### Exercise prompt:
Extract every one of the following records word for word, keeping each line unchanged.

** START OF Data supplied **

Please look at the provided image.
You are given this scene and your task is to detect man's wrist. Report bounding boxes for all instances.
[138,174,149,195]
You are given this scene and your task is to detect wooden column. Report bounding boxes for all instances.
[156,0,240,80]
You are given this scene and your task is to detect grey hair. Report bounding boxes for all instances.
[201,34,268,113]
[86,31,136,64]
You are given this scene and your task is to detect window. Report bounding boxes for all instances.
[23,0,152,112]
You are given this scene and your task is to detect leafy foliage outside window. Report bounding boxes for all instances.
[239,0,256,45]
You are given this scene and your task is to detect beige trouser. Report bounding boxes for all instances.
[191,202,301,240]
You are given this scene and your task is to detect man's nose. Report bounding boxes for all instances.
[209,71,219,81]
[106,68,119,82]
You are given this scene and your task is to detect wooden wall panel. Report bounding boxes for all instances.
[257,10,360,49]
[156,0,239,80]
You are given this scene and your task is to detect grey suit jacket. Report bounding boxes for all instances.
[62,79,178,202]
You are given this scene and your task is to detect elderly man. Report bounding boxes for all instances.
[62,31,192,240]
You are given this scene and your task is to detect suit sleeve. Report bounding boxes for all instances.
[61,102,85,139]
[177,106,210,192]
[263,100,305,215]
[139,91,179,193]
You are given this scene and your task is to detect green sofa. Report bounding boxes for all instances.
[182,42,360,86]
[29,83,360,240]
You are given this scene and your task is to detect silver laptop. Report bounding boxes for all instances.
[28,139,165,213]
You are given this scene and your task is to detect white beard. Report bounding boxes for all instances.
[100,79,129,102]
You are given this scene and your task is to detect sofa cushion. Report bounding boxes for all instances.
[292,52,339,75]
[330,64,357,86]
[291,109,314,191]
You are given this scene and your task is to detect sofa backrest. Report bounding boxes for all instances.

** END OF Data supplied **

### Answer to the problem:
Please look at the provided image.
You are given this scene and your task is to detect man's wrist. Report bounding boxes for all instances.
[138,174,149,195]
You are given this scene and your task is to detect wooden column. Report bounding boxes for all instances.
[156,0,240,80]
You are given this scene and your task is to detect grey hair. Report bounding boxes for all instances.
[201,34,268,113]
[86,31,136,64]
You are given this scene and your task is to detect window. Report bounding boxes for all instances.
[23,0,152,112]
You are given this scene and your task is to detect leafy foliage outside window. Report bounding boxes for all instances.
[239,0,256,45]
You are given this scene and your task is to detect beige trouser. Report bounding boxes for all instances.
[191,202,301,240]
You are given this scene and your task is to detect man's nose. Report bounding boxes for all instances.
[209,71,219,81]
[106,68,119,82]
You are given this scene and your task is to detect wooden wall panel. Report bounding boxes for all instances.
[257,10,360,49]
[156,0,239,80]
You are given this scene and your task is to detect grey suit jacket. Report bounding boxes for all instances.
[62,79,178,202]
You are given this scene and your task is to detect elderly man. Report bounding boxes for all instances.
[62,31,192,240]
You are given this scene and your task is to detect suit sleeve. Report bounding boxes for all instances.
[61,102,85,139]
[177,106,210,192]
[263,100,305,215]
[139,91,179,193]
You are given this scene and your task is to detect green sofa. Report bounding boxes for all instances.
[182,42,360,86]
[29,83,360,240]
You are given this scene and your task is to detect silver laptop. Report bounding boxes for all instances.
[28,139,165,213]
You are given this scene and your task is to detect white beard. Report bounding boxes for all instances.
[100,79,129,102]
You are given this scene and your task is to detect sofa cushion. Report bounding boxes for all instances.
[292,52,339,75]
[330,64,357,86]
[291,109,314,191]
You are given this scene and your task is to detect sofa backrest. Report bounding boxes for all instances.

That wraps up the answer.